***** Information shown

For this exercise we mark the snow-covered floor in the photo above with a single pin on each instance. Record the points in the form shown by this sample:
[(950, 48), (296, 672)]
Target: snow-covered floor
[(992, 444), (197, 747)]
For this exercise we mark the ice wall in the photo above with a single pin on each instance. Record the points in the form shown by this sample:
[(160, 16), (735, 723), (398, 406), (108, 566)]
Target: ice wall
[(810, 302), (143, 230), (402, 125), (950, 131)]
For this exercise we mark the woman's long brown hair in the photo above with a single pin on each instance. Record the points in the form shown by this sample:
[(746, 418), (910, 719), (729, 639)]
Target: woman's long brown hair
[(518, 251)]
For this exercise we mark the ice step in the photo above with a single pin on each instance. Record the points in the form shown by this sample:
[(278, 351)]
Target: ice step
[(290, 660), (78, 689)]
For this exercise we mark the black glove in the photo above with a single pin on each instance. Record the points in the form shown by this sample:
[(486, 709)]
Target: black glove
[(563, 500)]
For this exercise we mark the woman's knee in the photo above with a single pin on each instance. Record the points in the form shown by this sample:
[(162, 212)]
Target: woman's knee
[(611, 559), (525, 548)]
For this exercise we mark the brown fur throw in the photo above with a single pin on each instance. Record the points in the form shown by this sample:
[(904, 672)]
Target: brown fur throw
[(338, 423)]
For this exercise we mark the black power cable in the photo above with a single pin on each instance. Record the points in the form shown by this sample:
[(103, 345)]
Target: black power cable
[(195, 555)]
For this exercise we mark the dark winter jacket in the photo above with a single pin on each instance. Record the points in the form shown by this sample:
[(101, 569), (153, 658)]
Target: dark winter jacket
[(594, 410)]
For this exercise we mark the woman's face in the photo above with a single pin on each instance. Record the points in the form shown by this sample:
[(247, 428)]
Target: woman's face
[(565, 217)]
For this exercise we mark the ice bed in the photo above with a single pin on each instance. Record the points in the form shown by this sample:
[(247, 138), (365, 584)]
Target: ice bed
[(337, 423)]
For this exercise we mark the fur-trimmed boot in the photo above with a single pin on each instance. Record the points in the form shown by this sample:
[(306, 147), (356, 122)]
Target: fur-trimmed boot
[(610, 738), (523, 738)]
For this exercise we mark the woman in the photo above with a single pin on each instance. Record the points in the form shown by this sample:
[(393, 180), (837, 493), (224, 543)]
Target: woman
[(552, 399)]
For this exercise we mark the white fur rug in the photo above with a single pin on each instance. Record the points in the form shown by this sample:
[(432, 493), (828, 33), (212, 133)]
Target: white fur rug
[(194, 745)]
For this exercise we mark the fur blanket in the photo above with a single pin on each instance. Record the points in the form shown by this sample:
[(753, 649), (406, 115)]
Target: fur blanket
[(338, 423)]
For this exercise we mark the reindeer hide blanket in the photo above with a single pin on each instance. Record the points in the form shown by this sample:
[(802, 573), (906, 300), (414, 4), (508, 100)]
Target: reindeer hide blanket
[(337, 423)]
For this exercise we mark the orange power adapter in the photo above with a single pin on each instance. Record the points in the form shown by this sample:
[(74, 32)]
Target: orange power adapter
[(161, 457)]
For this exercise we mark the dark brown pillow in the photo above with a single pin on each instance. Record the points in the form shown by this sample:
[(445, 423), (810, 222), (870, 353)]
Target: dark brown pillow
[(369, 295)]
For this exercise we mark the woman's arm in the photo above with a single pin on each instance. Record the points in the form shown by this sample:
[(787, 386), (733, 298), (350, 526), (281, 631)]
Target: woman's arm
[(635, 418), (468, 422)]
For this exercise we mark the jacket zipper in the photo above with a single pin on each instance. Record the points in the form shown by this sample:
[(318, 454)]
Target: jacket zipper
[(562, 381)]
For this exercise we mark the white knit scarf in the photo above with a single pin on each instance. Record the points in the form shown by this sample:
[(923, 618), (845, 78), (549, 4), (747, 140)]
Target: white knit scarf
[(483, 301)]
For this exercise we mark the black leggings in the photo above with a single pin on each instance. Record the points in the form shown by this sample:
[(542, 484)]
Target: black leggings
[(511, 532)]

**********

• **Directive**
Copy out word for word the lines in the entries from the line that contains "For this exercise we mark the orange" through the line that contains "[(562, 381)]", including both of those lines.

• **Exercise result**
For this exercise we mark the orange power adapter in the photo above with a single pin on each instance. Record the points in the form shown by this sample:
[(74, 32)]
Target: orange power adapter
[(161, 457)]
For this exercise we mark the dark brown pillow in the photo above with a single pin on each instance. Record the points in the form shown by this sample:
[(445, 423), (810, 222), (870, 353)]
Target: dark brown pillow
[(369, 295)]
For this exercise we mark the woman's arm in the photo above with a single pin on each instance. Record the points in the form shown by this sample:
[(787, 386), (733, 298), (350, 526), (281, 631)]
Target: woman's arm
[(635, 418), (468, 422)]
For this exercise we mark the jacket zipper in the photo above with a single pin on each instance. Record the points in the form shown by this sample:
[(318, 454)]
Target: jacket zipper
[(562, 381)]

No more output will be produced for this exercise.